• **Source extract**:
Paul Burleson said...

Aussie J,

It does, indeed, take all kinds. And I think you and I are having a blast being "our Kind." [Weird]

Tell your family the same threat has gone out to my family if they deviate very much from my wishes. LOL

Anonymous said...

I have told you that I don't want a funeral, but you said it is for the family. Mimi knows what I want(she also wants the same thing), but of course it will be her decision. Of course you and Reggie Coe are down for preaching my funeral and Melody for singing at my funeral.

I always say "I think everybody is weird but me and thee, but sometimes I think it is thee???? Barbara Phillips

Paul Burleson said...


You are a long-time friend but a first time commenter if I remember correctly. Thanks and keep coming by. Mary and I love you and yours and have for many years now.

Wanda (Deb) Martin said...


Thanks for sharing your testimony about living on borrowed time. May God bless you with many more years here on earth!

I can relate to this post. July 21 (two days after your upcoming birthday) will mark my 40th year of 'borrowed time'. It was on that day in 1972 that I was in a horrific accident which could have claimed my life. I wrote about it in a post and believe with all my heart that my life was spared for some reason unknown to me at the time.

TWW - 2/17/10 Post

I am blessed to have been given a second chance, and I am trying to make a difference for eternity.

I'll be thinking of you on your birthday in preparation for a 40-year milestone in my own life.

Paul Burleson said...


I read the words you wrote about the accident. You, better than I, know what it is to see one's life as a gift of extension from the human perspective.

Your telling of that graphic and horrific accident also says a great deal to me about you and your commitment to excellence in all things for His glory.

I count our Internet friendship to be a special gift from Poppa and thank Him every day for it.

Rex Ray said...


You’ve heard an acorn doesn’t fall far from the tree. I broke my pelvis 50 feet from where my dad broke his at the same age of 72. A tractor turned over on him and I fell 10 feet from a pear tree.

When I was 38, I fell 23 feet, got up and went back to work, but 10 feet also broke 5 ribs and ruptured my spleen. (Doc said, “An hour later and you’d be pushing up daisies.)

My family doc told me if I’d been the average person, I should have died 3 times that year. The closest was when blood vessels broke from eating spoiled hotel food and I ran out of blood and stopped breathing.

Yes, life has been more precious since then. Someone wrote we should live so even the undertaker would be sad.

23 years ago, I got on ‘health foods’ and made the mistake (more ways than one) in telling Belle I was going to live to 120.

“I’m not living that long. Who’s going to be your next wife?”

I tried to tell her forget it, but she kept bugging me until I told her:

“You know how old guys marry sweet young things?”


“Well, my next wife probably hasn’t been born yet.”

I laughed my head off, but she yelled, “That’ll never happen…you don’t have that much money!”

I may be like the guy on his death bed asking his wife if all the children were here, and when she said yes, he said, “Why is the light on in the kitchen?”

My grandfather scratched his leg and died from blood poison, He said he’d never die in bed, so he put his boots on and sat in a rocking chair waiting for a sunrise that never came. 38 years later, his wife said with a big smile, “I see poppa” and she was gone.

My oldest cousin died in China when she was 5 saying “Mama, which one is our house?”

If we could choose our last words, what would they be? We remember one man’s words: “It is finished.”

Victorious said...

Oh, I love your post and the comments as well! End of life wishes are definitely something that needs (at some point) to be discussed with loved ones.

Unlike some who posted here, I've not been seriously ill nor had an accident in all my 69 yrs. I've not seen a doctor for about 15 yrs. Perfectly healthy far as I know. But like my mom used to say, "ya gotta die of something" so its inevitable.

I've given copies of "5 Wishes" from Hospice to both of my sons that specifies my end of life wishes.

Anyway, thanks for a wonderful, thoughtful, and humorous post dealing with a serious issue.

• **Information provided**:
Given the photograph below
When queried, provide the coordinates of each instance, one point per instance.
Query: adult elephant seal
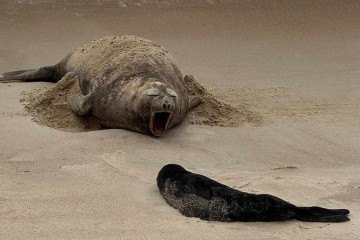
(126, 82)
(198, 196)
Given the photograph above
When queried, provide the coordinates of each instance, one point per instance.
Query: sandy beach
(294, 64)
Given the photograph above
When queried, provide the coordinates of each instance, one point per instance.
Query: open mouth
(159, 122)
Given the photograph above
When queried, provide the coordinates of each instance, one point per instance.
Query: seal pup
(195, 195)
(126, 82)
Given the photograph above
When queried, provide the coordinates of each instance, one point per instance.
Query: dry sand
(292, 67)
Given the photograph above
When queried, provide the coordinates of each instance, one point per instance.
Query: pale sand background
(297, 64)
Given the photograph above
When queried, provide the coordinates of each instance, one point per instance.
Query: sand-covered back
(292, 64)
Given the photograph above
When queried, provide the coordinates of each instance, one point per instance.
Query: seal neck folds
(159, 102)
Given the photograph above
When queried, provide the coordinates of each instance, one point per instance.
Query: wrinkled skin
(126, 82)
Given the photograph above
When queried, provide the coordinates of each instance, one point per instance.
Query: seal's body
(126, 82)
(198, 196)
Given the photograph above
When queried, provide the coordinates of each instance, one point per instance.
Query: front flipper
(194, 101)
(80, 104)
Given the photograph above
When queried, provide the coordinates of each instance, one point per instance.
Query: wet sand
(295, 64)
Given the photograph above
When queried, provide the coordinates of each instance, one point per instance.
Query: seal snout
(159, 122)
(167, 104)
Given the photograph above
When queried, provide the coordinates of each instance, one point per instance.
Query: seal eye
(153, 92)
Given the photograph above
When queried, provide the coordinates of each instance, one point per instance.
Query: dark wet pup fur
(195, 195)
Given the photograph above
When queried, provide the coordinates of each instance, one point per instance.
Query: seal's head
(157, 104)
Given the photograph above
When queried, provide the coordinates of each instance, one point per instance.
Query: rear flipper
(80, 104)
(318, 214)
(47, 74)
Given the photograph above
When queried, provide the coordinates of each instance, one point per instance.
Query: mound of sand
(213, 112)
(49, 107)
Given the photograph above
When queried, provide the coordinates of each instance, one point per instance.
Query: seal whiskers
(126, 82)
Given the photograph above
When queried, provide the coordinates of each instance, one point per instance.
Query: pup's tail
(318, 214)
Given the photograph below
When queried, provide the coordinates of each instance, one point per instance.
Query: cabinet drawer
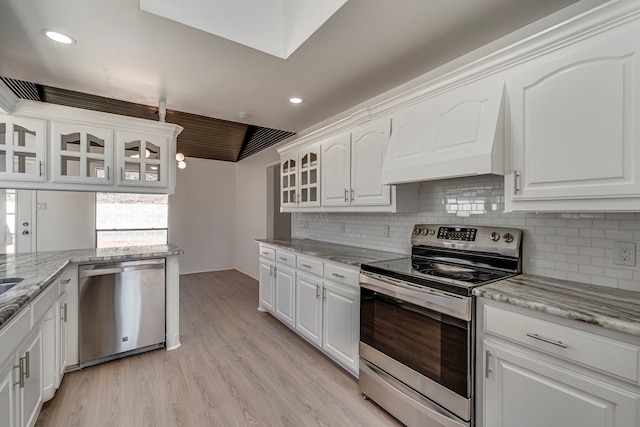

• **Instructions for the task**:
Quote the comment thread word for word, between "I tried to tell" and "she was gone.", inclusive. The rows are separate from the comment thread and have nothing to do with it.

• **Answer to this exercise**:
I tried to tell her forget it, but she kept bugging me until I told her:

“You know how old guys marry sweet young things?”


“Well, my next wife probably hasn’t been born yet.”

I laughed my head off, but she yelled, “That’ll never happen…you don’t have that much money!”

I may be like the guy on his death bed asking his wife if all the children were here, and when she said yes, he said, “Why is the light on in the kitchen?”

My grandfather scratched his leg and died from blood poison, He said he’d never die in bed, so he put his boots on and sat in a rocking chair waiting for a sunrise that never came. 38 years later, his wife said with a big smile, “I see poppa” and she was gone.